--- YOUR ASSIGNMENT ---
Quote exactly the lines running from the line with "Hi there — would you mind finding the shallow" to the end of the entries, including both, and nothing else.
/---
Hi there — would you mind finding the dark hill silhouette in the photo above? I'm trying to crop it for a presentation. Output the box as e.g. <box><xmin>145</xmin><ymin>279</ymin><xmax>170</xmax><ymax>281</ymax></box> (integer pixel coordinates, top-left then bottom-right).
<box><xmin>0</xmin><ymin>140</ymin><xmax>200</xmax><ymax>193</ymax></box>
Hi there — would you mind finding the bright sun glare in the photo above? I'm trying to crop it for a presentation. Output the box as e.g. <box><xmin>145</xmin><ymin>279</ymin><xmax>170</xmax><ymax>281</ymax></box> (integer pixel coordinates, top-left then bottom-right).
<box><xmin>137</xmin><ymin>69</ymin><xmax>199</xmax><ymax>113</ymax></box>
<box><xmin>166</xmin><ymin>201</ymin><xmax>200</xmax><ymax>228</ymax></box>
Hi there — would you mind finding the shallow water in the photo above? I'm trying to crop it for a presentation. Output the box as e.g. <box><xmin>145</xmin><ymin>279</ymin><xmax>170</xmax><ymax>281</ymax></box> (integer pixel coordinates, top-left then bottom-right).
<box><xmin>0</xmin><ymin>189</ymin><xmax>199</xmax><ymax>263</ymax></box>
\---
--- RESPONSE TO THE EXERCISE ---
Hi there — would you mind finding the shallow water in the photo above? I'm trying to crop it for a presentation. Output the box as e.g. <box><xmin>145</xmin><ymin>279</ymin><xmax>170</xmax><ymax>281</ymax></box> (integer pixel coordinates, top-left then bottom-right).
<box><xmin>0</xmin><ymin>189</ymin><xmax>199</xmax><ymax>263</ymax></box>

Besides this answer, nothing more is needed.